*** Data extracts Section Begins ***

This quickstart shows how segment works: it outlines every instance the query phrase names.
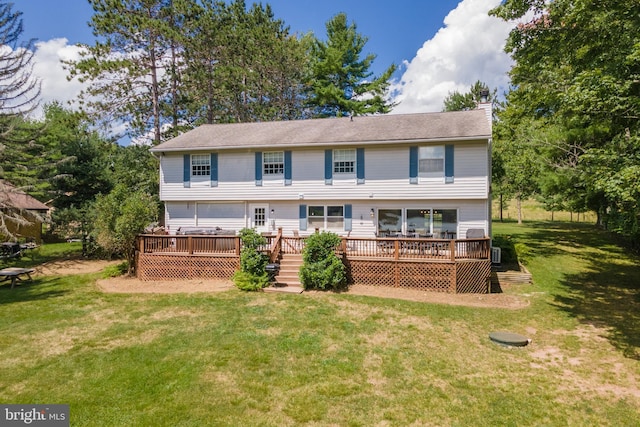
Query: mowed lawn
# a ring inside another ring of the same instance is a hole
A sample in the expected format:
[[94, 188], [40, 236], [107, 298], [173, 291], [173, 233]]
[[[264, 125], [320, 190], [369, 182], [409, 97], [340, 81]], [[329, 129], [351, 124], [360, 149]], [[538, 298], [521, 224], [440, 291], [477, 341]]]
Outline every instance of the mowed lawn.
[[637, 426], [638, 257], [586, 224], [494, 233], [533, 274], [503, 288], [526, 308], [2, 286], [0, 402], [68, 403], [72, 426]]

*** Data extracts Section Ends ***

*What this task involves*
From the records above, quote only the lines running from the line with "# a ring inside" to the line with "[[94, 188], [40, 236], [107, 298], [173, 291], [173, 233]]", both lines included.

*Written solution*
# a ring inside another ring of the same instance is a hole
A sample in the expected format:
[[94, 188], [40, 236], [107, 298], [173, 291], [173, 233]]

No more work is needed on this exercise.